Rewrite the records below as a JSON list of strings, one string for each line, leaving out any blank lines.
※
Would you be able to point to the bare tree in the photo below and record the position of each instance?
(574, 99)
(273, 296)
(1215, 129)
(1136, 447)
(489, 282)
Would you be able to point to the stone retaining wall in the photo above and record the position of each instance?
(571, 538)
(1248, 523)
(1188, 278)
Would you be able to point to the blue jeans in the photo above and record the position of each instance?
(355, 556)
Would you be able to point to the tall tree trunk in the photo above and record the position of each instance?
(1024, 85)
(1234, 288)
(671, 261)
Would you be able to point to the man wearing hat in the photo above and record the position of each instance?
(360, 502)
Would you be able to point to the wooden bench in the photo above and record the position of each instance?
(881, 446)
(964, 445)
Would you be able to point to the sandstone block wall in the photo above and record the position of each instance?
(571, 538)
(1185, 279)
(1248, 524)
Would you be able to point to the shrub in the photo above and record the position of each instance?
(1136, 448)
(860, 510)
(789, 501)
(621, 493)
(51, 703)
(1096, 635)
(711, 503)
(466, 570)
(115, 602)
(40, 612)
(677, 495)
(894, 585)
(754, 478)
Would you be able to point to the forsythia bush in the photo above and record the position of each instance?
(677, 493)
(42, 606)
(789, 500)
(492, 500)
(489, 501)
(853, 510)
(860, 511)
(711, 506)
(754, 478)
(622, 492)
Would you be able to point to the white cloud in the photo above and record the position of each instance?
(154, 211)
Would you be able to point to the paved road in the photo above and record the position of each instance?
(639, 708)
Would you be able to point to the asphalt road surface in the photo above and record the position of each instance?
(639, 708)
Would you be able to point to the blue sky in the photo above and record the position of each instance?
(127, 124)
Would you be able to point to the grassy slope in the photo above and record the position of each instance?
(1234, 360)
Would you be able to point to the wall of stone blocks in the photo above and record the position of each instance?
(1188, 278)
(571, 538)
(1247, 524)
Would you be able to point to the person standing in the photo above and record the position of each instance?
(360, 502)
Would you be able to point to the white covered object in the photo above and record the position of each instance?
※
[In response]:
[
  "Would you be able to point to the bare tree in the photo below and record the position of each instance?",
  "(574, 99)",
  "(273, 296)",
  "(1215, 129)",
  "(1136, 447)",
  "(489, 282)",
  "Would you be able to point to the stone retaining wall in the photo above and record the position of each instance?",
  "(571, 538)",
  "(1248, 523)",
  "(1188, 278)",
  "Would you be able to point to the blue jeans in the photo above and record the position of each instance?",
  "(355, 556)",
  "Would you be able to point to the tall tree trunk in the photo above and record the position of each instance?",
  "(1024, 85)",
  "(1234, 288)",
  "(671, 261)",
  "Would you be able to point to the man wearing hat in the photo above and record the position of each instance?",
  "(360, 502)",
  "Would you be able to point to the wooden bench in the photo above and record the position of each instance?",
  "(881, 446)",
  "(964, 445)",
  "Would you be able to point to the sandstone block wall in the photo above and record the position of each instance?",
  "(571, 538)",
  "(1185, 279)",
  "(1248, 524)",
  "Would you be able to point to the shrub in the photo above and record the position of each instance?",
  "(1136, 448)",
  "(860, 510)",
  "(789, 501)",
  "(621, 493)",
  "(51, 703)",
  "(1096, 635)",
  "(711, 503)",
  "(466, 570)",
  "(115, 602)",
  "(40, 612)",
  "(677, 495)",
  "(894, 585)",
  "(754, 478)",
  "Would you be able to point to the forsythia bush in the photo above and record the position of each instance?",
  "(677, 493)",
  "(42, 606)",
  "(789, 500)",
  "(492, 500)",
  "(489, 501)",
  "(853, 510)",
  "(860, 511)",
  "(711, 506)",
  "(754, 478)",
  "(622, 492)",
  "Would you be able to point to the white cloud in the photo above and record the position of each instance?",
  "(154, 211)",
  "Would you be able to point to the paved road in the photo above and record the position of each instance?",
  "(639, 708)",
  "Would you be able to point to the asphalt road surface in the photo above and record the position of each instance?",
  "(639, 708)",
  "Would you be able to point to the blue sky in the photo above and record the position of each instance?",
  "(127, 124)",
  "Would you be able to point to the grassy slope in the photo above and record the position of each instance?",
  "(1234, 360)",
  "Would you be able to point to the wall of stone blocks in the photo above and record the position of each instance?",
  "(1188, 278)",
  "(571, 538)",
  "(1247, 524)",
  "Would you be able to point to the person standing in the photo above and record the position of each instance?",
  "(360, 502)",
  "Would you be able to point to the white covered object in the photo above and record the position of each instance?"
]